▸ **WHAT IS ASKED**
Collect every line below that contains the string "headlight", counting case as significant.
==== RECORDS FOR THIS TASK ====
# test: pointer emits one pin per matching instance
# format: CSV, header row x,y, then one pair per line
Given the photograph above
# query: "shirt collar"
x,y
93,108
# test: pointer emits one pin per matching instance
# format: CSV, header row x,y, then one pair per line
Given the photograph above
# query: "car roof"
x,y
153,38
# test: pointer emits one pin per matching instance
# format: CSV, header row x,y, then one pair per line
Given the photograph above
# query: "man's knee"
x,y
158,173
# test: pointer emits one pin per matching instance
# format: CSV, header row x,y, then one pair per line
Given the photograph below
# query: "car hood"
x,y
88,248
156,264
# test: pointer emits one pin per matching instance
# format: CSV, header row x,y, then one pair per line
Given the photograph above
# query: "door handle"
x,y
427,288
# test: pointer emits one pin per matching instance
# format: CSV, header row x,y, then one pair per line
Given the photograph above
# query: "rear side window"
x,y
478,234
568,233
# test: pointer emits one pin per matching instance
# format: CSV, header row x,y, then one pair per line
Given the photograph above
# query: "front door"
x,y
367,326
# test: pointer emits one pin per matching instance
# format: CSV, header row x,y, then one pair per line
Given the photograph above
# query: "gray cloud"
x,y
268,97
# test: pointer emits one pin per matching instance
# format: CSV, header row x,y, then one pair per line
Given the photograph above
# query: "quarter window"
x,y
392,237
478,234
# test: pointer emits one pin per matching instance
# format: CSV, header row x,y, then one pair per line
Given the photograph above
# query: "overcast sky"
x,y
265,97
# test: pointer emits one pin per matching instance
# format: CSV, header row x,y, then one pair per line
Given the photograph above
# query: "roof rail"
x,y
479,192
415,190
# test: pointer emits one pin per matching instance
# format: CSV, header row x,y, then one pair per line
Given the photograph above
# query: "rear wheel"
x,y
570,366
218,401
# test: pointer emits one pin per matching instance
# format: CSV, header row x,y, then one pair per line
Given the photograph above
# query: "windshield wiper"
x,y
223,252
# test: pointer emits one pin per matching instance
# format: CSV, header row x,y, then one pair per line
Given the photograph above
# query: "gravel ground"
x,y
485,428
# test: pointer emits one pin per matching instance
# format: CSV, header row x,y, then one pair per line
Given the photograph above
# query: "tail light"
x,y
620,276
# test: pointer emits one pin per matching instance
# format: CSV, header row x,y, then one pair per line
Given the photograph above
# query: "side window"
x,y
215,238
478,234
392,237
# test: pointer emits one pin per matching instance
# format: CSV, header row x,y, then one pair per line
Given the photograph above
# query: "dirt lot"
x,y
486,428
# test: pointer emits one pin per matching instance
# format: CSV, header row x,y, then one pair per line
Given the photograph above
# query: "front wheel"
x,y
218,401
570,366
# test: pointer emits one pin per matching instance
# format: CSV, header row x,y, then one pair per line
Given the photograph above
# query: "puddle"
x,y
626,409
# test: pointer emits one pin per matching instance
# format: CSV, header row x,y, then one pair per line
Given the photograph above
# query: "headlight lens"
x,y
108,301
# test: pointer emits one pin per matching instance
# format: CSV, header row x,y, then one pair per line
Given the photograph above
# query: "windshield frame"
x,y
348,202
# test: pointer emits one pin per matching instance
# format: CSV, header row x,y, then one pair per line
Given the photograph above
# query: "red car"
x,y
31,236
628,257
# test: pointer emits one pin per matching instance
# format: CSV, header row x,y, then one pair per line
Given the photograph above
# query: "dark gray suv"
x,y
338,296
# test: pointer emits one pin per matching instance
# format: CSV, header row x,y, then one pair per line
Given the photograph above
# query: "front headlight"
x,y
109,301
====
▸ **RESULT OF THE TASK**
# query: "headlight lens"
# query: "front headlight"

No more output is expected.